— Raw data —
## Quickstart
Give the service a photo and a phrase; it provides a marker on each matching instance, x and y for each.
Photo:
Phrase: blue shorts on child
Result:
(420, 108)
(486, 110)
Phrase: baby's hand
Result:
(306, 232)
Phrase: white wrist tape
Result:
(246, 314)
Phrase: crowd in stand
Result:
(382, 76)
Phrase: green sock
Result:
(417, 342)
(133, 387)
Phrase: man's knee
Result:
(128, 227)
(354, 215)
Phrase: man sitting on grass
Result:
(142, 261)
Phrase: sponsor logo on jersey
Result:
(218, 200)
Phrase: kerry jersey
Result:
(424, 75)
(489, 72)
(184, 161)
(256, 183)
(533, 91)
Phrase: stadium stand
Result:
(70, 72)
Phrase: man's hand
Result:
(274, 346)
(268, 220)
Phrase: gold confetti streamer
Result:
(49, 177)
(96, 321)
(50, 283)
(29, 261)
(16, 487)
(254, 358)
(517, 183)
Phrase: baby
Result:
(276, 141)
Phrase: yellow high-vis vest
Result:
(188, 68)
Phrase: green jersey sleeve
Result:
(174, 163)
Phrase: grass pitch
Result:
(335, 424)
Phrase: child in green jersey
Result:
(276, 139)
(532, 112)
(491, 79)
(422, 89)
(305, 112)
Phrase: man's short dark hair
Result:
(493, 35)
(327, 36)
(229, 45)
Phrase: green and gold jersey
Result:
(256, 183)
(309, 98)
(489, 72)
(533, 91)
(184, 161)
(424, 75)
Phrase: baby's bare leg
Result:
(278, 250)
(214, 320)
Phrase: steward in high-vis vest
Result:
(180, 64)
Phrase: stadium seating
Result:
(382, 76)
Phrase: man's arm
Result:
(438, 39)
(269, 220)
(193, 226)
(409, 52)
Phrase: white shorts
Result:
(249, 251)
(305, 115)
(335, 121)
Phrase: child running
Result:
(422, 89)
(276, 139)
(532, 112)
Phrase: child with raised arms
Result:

* * *

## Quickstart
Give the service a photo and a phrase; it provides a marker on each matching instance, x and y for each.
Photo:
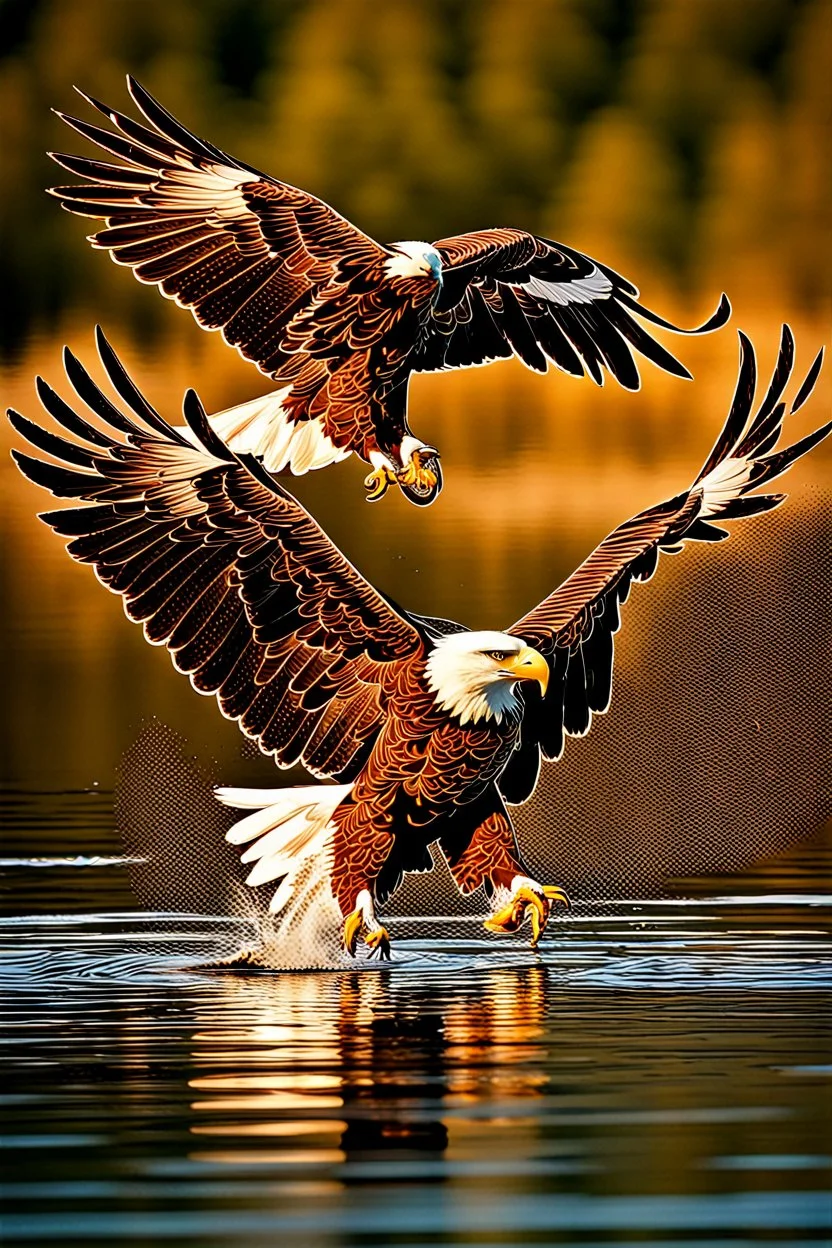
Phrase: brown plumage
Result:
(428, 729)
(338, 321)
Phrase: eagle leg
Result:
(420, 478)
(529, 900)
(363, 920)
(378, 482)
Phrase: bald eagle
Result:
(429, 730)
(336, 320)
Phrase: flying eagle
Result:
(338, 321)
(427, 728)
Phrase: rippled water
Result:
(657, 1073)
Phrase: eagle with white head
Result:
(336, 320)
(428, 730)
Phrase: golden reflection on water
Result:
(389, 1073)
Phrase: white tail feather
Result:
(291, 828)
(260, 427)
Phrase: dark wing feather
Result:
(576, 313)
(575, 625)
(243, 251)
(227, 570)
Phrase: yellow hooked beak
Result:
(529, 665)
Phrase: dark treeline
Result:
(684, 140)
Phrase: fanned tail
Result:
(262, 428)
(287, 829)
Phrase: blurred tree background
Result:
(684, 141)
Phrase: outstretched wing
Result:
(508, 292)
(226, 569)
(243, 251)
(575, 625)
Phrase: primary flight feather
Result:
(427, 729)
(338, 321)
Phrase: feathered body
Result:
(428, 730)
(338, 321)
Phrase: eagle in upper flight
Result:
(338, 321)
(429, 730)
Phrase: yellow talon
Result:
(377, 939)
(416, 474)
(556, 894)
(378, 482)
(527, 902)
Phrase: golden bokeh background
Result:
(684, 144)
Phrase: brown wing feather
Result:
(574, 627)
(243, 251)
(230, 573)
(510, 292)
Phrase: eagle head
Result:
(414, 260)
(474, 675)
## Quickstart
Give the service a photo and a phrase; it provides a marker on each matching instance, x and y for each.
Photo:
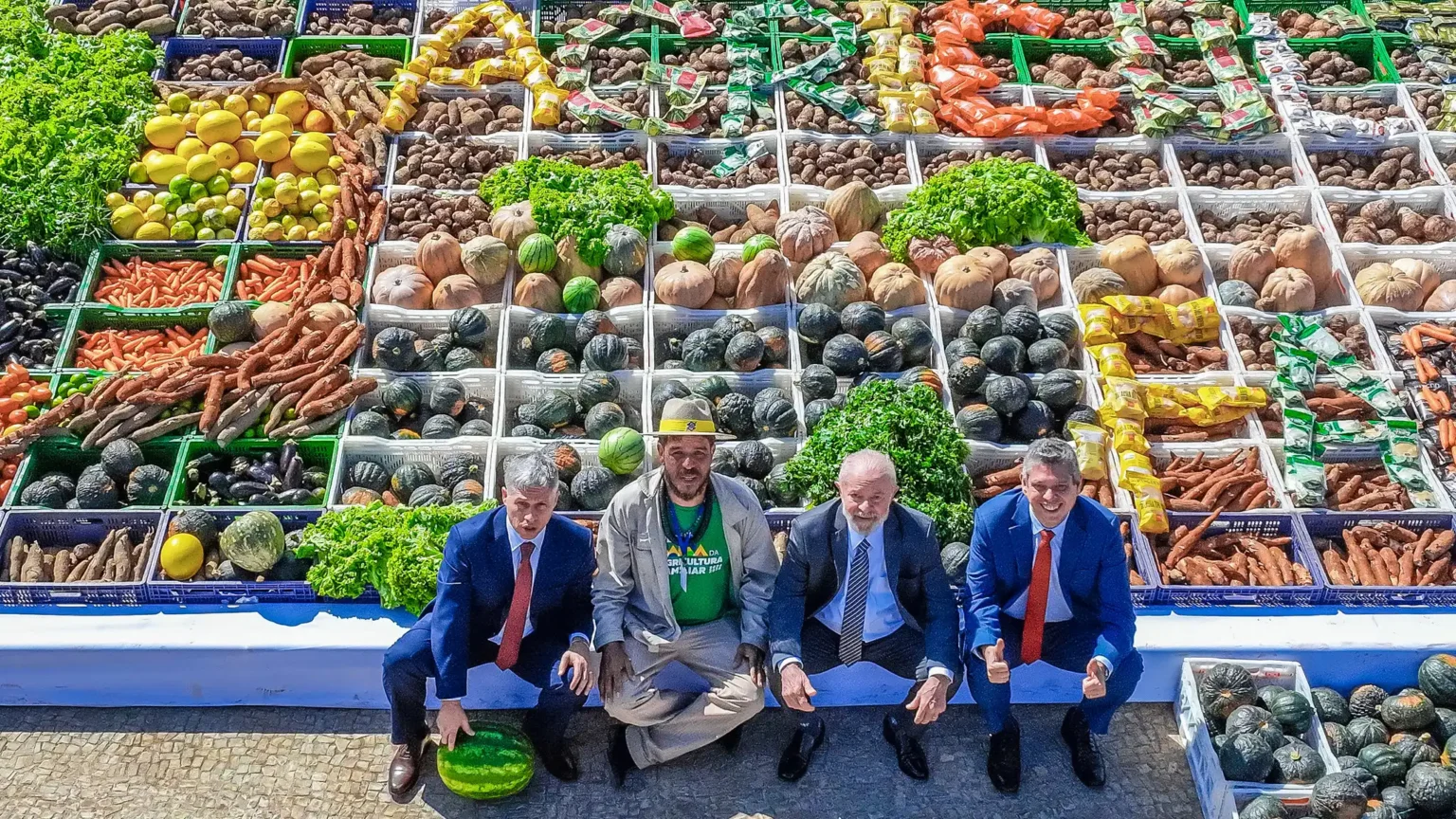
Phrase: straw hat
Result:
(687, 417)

==

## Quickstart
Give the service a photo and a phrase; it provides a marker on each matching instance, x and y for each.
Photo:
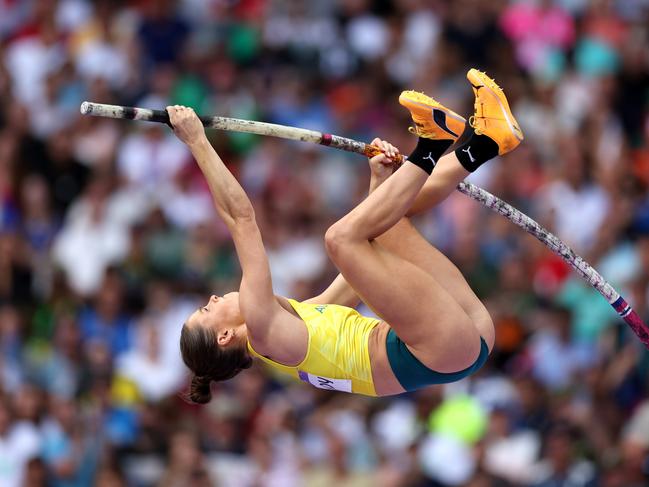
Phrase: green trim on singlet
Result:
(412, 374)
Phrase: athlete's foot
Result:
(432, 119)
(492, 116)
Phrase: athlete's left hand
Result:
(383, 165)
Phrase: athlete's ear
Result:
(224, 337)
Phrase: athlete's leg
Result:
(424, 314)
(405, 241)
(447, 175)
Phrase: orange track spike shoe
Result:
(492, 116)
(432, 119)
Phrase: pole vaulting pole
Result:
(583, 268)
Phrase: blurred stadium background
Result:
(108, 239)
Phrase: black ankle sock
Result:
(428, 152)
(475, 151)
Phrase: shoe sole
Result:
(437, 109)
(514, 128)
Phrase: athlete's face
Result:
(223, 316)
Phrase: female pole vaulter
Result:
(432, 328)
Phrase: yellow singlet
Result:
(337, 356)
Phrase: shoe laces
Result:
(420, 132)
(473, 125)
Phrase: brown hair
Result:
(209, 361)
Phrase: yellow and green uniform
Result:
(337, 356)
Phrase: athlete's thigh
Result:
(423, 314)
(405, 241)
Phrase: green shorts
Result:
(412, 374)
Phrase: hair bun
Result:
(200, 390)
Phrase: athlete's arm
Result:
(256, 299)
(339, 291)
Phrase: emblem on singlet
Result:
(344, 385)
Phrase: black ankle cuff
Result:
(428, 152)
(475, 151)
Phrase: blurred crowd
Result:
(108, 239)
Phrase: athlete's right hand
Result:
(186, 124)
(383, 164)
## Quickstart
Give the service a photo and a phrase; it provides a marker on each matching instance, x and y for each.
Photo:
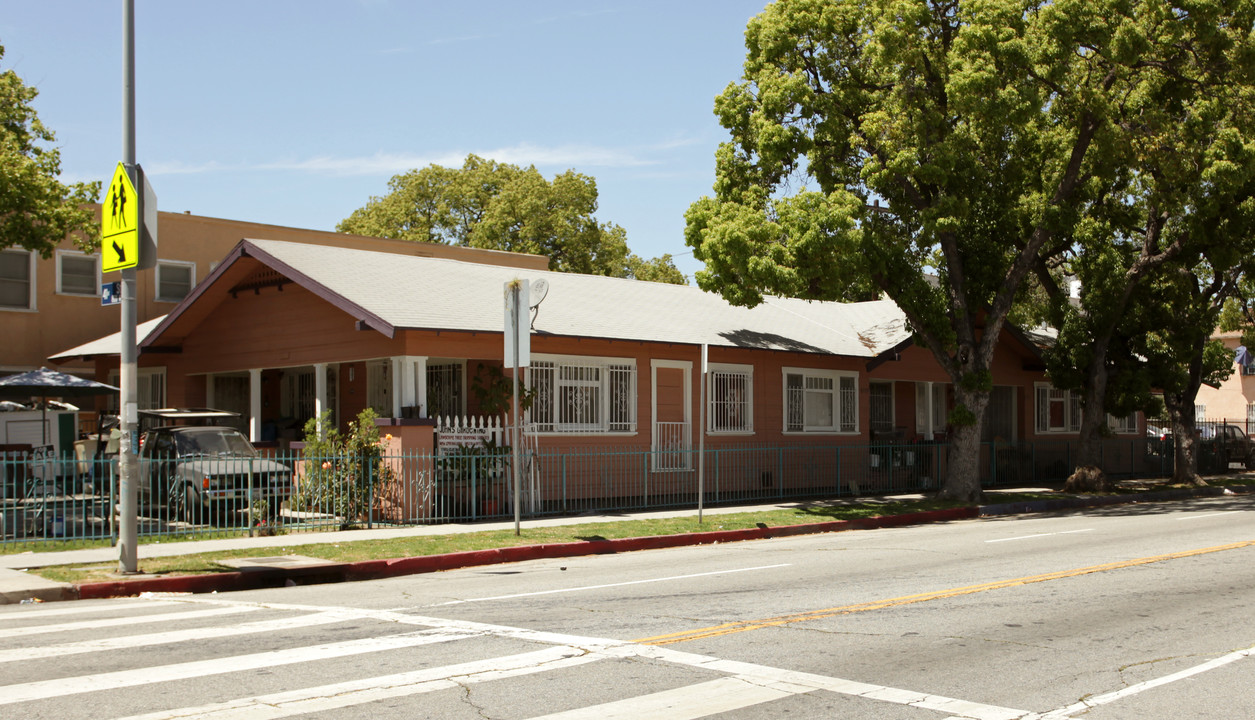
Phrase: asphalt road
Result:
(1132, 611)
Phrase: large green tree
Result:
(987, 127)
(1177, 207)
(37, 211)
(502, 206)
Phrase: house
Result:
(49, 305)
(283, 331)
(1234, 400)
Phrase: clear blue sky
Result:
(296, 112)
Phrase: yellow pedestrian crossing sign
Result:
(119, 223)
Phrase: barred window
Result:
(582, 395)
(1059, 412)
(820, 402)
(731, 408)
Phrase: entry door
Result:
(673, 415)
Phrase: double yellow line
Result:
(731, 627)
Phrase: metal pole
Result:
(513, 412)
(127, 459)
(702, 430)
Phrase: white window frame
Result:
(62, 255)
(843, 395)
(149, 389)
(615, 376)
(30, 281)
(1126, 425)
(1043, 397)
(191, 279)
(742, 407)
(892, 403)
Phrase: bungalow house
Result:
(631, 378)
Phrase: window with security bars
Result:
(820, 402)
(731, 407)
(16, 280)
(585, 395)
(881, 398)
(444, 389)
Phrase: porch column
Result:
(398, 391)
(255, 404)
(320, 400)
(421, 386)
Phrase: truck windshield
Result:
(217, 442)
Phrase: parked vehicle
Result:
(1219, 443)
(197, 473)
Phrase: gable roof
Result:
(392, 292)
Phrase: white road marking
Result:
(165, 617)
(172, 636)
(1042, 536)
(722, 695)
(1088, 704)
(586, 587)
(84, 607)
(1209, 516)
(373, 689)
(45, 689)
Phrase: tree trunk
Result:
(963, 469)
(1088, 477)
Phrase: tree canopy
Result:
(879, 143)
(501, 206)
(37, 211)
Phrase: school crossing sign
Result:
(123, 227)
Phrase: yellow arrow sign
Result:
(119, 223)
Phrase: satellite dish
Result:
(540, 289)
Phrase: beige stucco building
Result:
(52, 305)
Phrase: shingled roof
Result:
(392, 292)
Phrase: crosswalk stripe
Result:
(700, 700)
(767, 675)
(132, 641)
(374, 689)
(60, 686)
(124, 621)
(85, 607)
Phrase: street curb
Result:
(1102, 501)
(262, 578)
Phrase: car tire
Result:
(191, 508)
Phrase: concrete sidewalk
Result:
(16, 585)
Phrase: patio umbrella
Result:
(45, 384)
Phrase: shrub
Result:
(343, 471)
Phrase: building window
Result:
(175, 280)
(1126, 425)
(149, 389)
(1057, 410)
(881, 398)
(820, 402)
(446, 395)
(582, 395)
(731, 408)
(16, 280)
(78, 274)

— Exercise description —
Which lines in the material above contain the string "golden"? Show each such line in full, and treat uppercase and lowercase as different.

— Response to the exercise —
Phrase: golden reflection on water
Phrase: golden bokeh background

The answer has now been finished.